What is being asked: Look below for the line containing "the man sitting", then write out that line and every line after it to the end, exactly, minus the pictures.

Entries shown:
____
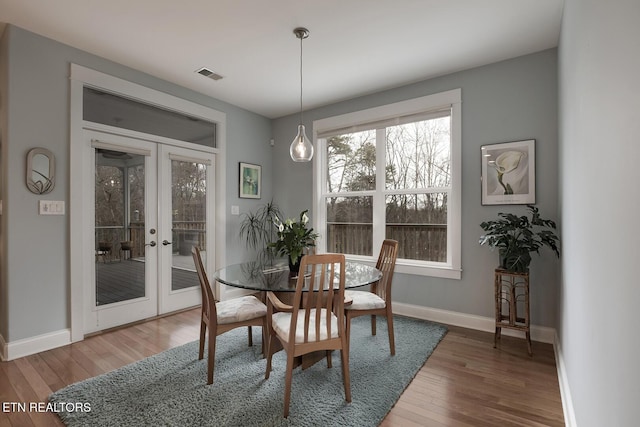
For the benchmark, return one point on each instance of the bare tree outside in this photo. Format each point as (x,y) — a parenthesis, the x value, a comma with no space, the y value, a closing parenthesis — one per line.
(417,178)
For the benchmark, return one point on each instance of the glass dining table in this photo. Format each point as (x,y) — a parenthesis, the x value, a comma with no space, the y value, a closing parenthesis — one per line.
(276,277)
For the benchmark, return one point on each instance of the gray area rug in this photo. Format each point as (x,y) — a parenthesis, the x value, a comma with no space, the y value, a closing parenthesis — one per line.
(169,389)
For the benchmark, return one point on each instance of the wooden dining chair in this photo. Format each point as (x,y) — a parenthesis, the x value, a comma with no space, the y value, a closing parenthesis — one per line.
(377,302)
(223,316)
(317,324)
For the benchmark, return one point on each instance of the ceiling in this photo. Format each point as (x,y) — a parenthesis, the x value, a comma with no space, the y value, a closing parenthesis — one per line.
(355,47)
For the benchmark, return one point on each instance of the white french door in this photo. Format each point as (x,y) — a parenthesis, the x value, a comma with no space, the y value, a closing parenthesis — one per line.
(185,208)
(151,203)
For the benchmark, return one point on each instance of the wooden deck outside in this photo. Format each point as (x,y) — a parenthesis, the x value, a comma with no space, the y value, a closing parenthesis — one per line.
(121,280)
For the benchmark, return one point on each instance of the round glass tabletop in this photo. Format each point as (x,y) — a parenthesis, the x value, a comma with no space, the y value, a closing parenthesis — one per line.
(277,277)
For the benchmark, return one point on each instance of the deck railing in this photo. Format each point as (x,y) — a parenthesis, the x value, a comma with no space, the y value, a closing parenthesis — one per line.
(427,242)
(416,241)
(184,234)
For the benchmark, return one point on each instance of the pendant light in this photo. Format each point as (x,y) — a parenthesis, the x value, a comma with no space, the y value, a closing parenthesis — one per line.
(301,149)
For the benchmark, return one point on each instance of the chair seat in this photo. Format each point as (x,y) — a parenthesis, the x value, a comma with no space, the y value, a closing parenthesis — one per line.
(240,309)
(363,300)
(282,323)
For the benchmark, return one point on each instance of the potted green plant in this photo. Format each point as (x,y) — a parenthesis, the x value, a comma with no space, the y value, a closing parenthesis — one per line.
(293,238)
(258,228)
(516,237)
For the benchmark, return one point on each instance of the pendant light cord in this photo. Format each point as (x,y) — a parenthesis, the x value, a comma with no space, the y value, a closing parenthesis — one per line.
(301,38)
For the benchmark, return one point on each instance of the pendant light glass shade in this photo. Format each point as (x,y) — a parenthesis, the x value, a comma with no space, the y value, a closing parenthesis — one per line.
(301,149)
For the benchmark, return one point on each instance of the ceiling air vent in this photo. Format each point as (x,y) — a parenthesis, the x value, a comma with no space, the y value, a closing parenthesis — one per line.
(208,73)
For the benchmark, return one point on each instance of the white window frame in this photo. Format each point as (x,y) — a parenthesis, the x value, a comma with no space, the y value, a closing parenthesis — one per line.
(452,268)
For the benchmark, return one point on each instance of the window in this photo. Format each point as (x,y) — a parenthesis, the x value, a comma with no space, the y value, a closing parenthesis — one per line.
(393,172)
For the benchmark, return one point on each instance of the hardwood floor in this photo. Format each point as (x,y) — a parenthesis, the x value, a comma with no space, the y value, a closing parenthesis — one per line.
(465,382)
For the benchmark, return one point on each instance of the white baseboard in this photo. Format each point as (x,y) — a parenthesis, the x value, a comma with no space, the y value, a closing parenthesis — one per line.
(538,333)
(33,345)
(3,349)
(565,393)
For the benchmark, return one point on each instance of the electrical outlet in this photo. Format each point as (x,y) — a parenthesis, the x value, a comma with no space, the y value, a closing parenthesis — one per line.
(51,207)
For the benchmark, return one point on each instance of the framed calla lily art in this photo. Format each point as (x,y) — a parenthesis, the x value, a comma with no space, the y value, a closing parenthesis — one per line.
(509,173)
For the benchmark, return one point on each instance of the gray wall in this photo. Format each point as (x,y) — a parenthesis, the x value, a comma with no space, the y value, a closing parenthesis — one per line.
(599,65)
(506,101)
(35,276)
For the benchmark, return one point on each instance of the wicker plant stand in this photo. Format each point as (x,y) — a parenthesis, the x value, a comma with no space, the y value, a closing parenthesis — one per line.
(512,304)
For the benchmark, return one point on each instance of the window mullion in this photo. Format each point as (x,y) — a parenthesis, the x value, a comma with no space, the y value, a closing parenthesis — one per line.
(379,207)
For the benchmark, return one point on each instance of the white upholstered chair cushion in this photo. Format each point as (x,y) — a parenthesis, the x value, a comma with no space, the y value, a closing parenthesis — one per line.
(240,309)
(363,300)
(282,322)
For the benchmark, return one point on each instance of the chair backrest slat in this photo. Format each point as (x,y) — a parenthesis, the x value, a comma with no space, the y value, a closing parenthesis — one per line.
(386,263)
(208,296)
(324,269)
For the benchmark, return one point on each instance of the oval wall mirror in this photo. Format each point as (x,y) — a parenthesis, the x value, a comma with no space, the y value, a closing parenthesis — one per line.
(41,169)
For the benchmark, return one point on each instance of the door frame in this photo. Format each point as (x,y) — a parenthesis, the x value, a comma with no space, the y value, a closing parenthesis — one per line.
(79,219)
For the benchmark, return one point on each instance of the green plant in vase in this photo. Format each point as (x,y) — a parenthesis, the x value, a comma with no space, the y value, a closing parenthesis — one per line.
(516,237)
(258,229)
(293,238)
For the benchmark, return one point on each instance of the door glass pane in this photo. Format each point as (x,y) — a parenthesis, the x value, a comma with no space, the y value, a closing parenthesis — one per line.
(188,208)
(119,226)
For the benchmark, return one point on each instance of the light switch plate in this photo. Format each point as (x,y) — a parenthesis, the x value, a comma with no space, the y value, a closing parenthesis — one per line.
(51,207)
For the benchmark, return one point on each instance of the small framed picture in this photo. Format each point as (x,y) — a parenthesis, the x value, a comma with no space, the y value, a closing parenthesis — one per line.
(250,180)
(509,173)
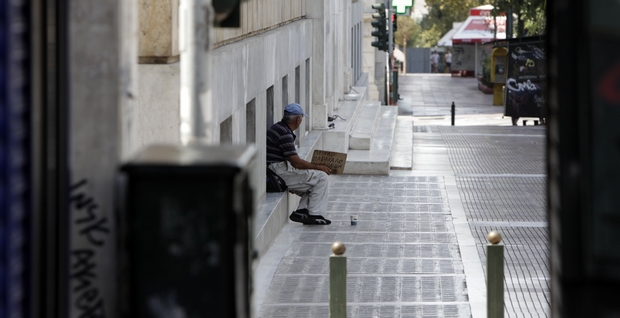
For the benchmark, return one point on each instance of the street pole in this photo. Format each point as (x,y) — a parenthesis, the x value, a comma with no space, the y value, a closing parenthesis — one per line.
(390,49)
(405,53)
(195,20)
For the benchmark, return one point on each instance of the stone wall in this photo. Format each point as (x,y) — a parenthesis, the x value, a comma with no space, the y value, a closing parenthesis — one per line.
(262,15)
(246,72)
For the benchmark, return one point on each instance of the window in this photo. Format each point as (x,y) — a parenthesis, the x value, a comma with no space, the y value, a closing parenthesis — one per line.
(270,107)
(226,131)
(250,122)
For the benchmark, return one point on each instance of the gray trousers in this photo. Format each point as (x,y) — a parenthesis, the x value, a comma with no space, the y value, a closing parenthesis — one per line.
(311,185)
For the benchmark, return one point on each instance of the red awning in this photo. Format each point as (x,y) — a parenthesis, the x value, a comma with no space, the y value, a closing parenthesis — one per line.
(478,29)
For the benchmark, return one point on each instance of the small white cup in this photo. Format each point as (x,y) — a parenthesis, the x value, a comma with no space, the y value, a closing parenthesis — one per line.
(353,219)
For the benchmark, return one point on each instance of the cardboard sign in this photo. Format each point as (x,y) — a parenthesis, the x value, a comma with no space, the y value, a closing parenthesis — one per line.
(334,160)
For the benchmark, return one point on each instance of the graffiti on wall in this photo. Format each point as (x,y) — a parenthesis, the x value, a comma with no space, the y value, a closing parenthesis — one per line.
(525,94)
(85,268)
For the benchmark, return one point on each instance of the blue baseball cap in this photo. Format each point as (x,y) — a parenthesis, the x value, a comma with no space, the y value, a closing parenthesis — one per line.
(294,109)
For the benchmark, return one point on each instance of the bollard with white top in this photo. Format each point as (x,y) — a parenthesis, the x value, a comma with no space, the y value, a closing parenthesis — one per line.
(338,282)
(495,276)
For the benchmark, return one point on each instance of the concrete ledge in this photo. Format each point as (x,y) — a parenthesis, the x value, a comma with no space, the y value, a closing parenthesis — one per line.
(272,213)
(365,126)
(377,159)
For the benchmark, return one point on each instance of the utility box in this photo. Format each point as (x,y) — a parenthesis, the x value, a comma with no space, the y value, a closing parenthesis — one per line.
(499,65)
(186,243)
(499,68)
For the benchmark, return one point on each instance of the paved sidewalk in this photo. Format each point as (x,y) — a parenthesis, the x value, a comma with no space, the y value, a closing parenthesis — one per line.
(418,248)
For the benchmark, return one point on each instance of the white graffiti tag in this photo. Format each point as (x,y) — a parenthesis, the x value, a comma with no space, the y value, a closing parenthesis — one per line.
(512,85)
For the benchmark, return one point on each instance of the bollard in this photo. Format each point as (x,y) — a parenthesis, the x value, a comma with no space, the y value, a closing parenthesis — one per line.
(495,276)
(338,282)
(453,111)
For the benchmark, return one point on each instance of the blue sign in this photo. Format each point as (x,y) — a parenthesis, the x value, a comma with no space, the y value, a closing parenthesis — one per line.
(14,159)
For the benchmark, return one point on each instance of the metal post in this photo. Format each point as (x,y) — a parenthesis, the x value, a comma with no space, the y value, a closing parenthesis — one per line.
(338,282)
(453,111)
(395,86)
(495,276)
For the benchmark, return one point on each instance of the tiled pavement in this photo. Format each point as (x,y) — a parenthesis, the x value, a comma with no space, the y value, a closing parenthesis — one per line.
(403,256)
(418,249)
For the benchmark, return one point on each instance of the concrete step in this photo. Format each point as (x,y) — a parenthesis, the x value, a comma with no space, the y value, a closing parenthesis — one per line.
(377,159)
(402,148)
(365,126)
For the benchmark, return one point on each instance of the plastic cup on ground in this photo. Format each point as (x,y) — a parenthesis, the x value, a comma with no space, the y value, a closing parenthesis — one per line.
(353,219)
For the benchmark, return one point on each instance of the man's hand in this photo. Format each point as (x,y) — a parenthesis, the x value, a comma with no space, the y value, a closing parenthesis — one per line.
(325,169)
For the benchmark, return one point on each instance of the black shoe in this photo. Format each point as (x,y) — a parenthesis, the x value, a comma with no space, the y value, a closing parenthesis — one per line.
(306,212)
(302,216)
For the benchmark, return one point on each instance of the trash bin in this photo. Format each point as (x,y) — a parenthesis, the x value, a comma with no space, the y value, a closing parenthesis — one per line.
(186,244)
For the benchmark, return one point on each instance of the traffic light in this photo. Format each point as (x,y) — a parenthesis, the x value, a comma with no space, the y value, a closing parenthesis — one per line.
(379,22)
(394,22)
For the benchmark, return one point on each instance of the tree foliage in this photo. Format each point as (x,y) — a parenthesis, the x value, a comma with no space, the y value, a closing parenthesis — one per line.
(408,33)
(530,15)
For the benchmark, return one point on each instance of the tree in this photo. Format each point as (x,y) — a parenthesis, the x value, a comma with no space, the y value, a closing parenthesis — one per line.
(530,15)
(408,33)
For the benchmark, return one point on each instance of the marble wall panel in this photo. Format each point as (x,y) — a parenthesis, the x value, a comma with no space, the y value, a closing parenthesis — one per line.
(261,15)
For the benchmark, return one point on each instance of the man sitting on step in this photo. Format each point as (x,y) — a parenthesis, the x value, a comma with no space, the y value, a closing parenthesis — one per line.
(302,177)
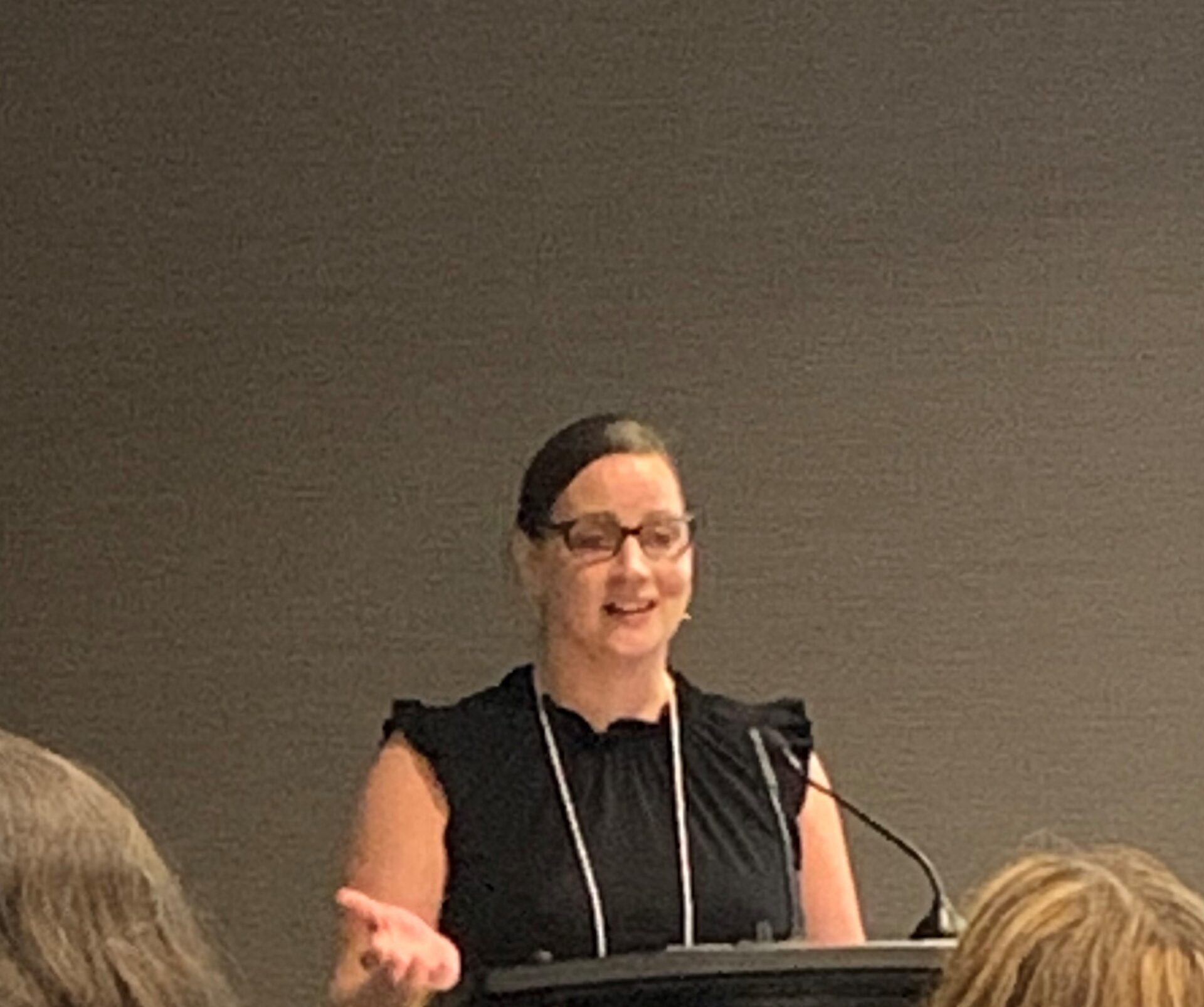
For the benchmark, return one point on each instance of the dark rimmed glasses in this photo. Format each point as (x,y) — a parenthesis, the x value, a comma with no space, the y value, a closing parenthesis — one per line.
(601,536)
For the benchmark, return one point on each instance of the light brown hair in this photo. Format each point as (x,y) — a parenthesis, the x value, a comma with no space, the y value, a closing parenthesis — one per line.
(90,914)
(1104,928)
____
Finished exercise:
For the benchmark, return one point on each instance of the man sitting on step in this photo. Format each point as (x,y) — a parenthesis, the x value, a comma with no space, the y value, a closing parenthesis — one per line.
(302,177)
For the benchmark, return one point on each instance of the dark rimmed glasses in this photo. Format each point as (x,y) — a parenthesis, the x value, a comma with no space, the y value, a closing parenthesis — one per line.
(601,536)
For the benchmark, return one point on each instance of the light brown hair in this photo. Format each point as (x,y) — a parenthesis, the x value, a comma with no space, the y value, a closing parenthesis — one per line.
(90,914)
(1104,928)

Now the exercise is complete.